Post-qualifying press conference - Britain
Q. Mark, you won here last year, pole position today, what is it about you and this Silverstone circuit?
Mark WEBBER: Oh, not sure. I think I always enjoy driving here. You have still got to put it all together. You don't get these results without applying yourself. It was a very mixed session for all of us. Even the build-up, obviously, with yesterday's rain and things like that. It was important to make sure every lap counted as you never knew if it was the one that would count for your main grid position. So even in Q2 and things like that you wanted to make sure you weren't caught out and having to scramble around on inters to try and do a time. In the end very happy with the job we did. It is easy to slip up in conditions like that from an organisational and logistical point of view, but also from a driver's perspective, so very good job from the team and we are in a very good position for tomorrow's race..
Q. Sebastian, there was a lot going on in the run-up to qualifying. Difficult conditions during qualifying. Was that the most pressure you have felt under during qualifying during a season.
Sebastian VETTEL: I wouldn't say most pressure, but I think it was a difficult session with the conditions changing. When it starts to rain here it can vary on different parts of the circuit and it is quite difficult to see where it is wet or damp or if it's fine. You really rely on the out lap or the lap before as if you arrive flat out and it is still damp it is very easy to go off track. All in all that wasn't easy, but in the end it was dry. Shame that we couldn't get the second run. I would have loved to challenge Mark again but I think he had a good lap and it was a very good result for us today, especially with the amount of talk going into that qualifying or into the race here, so good to see we are still on top of our game and still can produce reasonably quick lap times. We are quite happy. Tomorrow, anything can happen. I think this circuit is quite tough on tyres, so we see what we get tomorrow.

::::::

• Given request a: Find every row below that contains the string "wooden" and copy each of those rows in full. Case counts.

::::::

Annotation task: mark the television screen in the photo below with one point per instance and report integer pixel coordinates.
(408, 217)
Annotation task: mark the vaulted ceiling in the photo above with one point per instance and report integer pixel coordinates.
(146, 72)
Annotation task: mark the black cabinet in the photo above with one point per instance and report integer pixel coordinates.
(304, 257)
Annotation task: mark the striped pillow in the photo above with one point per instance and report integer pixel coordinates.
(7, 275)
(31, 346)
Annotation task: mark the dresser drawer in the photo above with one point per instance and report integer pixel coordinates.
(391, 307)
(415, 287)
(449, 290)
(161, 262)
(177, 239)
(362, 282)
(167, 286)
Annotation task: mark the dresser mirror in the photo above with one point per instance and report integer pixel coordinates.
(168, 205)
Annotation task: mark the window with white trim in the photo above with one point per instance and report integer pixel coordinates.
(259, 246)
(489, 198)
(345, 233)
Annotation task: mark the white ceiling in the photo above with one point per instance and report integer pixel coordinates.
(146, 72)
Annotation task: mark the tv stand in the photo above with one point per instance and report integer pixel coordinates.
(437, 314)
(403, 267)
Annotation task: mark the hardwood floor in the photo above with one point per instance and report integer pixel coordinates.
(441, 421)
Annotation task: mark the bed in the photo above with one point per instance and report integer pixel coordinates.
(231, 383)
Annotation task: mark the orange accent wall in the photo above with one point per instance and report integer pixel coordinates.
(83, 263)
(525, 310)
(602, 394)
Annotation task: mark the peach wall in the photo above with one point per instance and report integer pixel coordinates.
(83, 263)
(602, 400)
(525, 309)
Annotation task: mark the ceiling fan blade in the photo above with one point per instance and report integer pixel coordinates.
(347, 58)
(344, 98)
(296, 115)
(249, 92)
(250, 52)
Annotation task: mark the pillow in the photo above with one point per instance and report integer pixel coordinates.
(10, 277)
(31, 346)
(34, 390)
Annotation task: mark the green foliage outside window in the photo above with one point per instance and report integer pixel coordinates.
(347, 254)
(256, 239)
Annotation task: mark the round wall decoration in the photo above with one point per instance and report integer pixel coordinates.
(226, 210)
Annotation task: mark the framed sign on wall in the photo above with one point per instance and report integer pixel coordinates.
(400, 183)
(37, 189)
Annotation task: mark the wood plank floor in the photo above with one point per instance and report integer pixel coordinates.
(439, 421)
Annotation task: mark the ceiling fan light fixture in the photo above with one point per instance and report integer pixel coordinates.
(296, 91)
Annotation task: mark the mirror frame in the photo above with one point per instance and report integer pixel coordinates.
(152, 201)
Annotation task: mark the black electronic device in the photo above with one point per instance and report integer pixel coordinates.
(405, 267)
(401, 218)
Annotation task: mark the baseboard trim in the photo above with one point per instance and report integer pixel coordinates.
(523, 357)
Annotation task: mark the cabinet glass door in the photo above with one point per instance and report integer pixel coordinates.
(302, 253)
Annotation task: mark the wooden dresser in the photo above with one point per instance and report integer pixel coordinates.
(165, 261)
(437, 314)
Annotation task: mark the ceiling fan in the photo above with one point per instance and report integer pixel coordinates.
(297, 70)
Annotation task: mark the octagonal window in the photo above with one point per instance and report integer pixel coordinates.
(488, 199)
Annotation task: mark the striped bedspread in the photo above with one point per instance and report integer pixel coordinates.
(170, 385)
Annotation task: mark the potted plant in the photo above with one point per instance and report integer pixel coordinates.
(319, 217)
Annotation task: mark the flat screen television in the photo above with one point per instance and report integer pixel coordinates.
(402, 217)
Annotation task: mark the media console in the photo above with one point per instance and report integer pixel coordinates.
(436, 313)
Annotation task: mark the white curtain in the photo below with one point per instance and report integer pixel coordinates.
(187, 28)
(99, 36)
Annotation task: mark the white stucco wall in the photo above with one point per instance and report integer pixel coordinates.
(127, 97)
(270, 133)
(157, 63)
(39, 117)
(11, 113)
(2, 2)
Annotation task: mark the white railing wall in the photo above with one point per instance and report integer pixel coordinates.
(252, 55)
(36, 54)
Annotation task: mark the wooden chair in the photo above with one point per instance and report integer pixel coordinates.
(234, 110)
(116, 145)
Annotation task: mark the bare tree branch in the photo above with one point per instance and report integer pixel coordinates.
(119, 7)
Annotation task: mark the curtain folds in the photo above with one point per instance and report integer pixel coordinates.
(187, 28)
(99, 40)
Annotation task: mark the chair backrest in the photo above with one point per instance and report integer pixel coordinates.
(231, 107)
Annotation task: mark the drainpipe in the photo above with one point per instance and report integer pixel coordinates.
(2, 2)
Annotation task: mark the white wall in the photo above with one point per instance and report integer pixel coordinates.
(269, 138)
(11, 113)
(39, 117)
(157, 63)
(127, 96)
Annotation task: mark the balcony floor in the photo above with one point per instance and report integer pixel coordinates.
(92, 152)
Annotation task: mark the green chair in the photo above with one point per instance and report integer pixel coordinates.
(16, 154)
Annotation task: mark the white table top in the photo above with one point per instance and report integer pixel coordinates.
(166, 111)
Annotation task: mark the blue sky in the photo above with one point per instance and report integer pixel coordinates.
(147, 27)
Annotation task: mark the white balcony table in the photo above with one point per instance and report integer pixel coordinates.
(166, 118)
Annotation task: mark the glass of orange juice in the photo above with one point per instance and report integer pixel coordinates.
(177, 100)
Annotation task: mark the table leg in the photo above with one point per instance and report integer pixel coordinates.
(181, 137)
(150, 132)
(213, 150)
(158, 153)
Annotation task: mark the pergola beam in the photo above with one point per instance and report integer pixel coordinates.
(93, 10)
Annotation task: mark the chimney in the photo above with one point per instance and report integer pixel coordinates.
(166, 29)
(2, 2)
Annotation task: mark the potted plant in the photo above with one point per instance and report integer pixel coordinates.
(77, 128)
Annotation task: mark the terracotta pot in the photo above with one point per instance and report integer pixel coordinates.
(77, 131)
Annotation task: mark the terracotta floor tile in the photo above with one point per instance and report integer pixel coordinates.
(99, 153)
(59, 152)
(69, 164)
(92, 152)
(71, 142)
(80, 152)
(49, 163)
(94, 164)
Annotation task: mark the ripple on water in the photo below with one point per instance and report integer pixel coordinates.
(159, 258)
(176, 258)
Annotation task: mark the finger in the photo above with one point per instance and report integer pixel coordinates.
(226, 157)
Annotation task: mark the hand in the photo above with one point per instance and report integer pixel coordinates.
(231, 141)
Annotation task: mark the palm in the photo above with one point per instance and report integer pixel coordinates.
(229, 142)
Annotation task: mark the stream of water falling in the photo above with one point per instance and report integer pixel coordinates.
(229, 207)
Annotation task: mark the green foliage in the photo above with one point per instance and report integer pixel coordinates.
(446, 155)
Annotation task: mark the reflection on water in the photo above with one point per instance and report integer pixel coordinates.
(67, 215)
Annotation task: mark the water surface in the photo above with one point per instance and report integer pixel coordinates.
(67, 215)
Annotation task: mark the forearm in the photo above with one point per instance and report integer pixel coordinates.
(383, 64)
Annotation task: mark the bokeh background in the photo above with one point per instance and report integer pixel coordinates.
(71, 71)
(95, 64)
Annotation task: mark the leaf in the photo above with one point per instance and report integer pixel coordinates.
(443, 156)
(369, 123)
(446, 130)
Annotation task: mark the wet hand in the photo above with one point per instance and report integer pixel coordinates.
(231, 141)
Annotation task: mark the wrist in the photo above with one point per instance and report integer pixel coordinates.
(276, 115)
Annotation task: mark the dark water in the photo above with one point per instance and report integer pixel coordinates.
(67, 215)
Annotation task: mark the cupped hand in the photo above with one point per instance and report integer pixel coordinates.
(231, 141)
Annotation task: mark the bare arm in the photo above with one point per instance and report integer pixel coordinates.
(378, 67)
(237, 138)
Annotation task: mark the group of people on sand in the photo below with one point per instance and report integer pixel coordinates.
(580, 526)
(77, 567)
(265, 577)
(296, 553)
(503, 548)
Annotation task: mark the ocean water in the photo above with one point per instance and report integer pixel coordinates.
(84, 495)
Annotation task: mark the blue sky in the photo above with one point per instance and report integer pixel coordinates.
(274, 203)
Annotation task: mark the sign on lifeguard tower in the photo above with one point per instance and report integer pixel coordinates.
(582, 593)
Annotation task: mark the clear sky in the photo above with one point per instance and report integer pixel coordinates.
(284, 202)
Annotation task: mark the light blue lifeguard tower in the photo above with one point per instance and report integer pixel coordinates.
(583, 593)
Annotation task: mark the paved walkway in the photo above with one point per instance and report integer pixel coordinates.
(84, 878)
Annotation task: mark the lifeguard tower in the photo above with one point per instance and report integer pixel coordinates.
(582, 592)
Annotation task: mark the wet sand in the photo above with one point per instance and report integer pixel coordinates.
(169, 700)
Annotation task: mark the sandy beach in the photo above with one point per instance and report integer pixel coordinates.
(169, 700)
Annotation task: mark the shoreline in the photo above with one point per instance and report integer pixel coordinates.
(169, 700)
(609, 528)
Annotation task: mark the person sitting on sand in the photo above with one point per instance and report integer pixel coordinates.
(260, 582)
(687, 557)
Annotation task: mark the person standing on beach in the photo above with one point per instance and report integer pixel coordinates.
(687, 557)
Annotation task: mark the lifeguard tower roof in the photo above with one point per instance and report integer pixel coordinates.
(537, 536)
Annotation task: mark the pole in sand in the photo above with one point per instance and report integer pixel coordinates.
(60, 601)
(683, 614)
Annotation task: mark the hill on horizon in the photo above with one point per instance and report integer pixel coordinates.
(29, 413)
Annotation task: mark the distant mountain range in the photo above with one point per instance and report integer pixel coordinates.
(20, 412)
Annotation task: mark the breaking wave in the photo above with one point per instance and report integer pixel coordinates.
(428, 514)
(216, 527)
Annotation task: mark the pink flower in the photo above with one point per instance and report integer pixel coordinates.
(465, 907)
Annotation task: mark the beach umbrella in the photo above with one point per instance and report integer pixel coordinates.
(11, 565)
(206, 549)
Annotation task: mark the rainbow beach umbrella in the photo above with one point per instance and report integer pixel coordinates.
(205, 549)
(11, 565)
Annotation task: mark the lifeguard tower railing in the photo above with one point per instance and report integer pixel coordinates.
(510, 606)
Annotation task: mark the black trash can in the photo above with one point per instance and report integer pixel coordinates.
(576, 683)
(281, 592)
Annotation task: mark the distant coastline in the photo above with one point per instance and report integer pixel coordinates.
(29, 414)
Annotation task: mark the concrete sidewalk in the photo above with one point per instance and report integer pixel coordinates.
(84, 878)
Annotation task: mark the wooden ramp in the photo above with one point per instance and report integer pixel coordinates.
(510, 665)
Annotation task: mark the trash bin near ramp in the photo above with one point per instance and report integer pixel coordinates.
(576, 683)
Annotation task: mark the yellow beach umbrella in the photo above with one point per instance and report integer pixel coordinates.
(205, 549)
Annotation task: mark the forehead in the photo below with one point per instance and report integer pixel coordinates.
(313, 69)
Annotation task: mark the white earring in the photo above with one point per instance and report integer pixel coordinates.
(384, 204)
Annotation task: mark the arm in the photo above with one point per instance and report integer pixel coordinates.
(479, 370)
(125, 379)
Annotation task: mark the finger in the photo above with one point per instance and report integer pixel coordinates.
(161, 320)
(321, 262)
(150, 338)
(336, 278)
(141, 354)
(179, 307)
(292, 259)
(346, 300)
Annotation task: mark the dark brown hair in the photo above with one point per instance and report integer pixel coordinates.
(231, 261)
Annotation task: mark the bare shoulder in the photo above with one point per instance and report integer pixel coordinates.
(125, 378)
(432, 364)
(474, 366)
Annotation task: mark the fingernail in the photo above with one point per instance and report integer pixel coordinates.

::::::

• Given request b: Translate this sentence from the qualifying press conference into Spanish: "It was important to make sure every lap counted as you never knew if it was the one that would count for your main grid position."

• Result a:
Annotation task: mark the wooden dresser in the photo above with one point per instance and report integer pixel coordinates.
Annotation task: mark the wooden chair in the photo above with one point per instance and report integer pixel coordinates.
Annotation task: mark the wooden ramp in the photo above with one point per instance and report integer pixel coordinates.

• Result b: Era importante asegurarse de que cada vuelta contara, ya que nunca sabías si sería la que contaría para tu posición principal en la parrilla.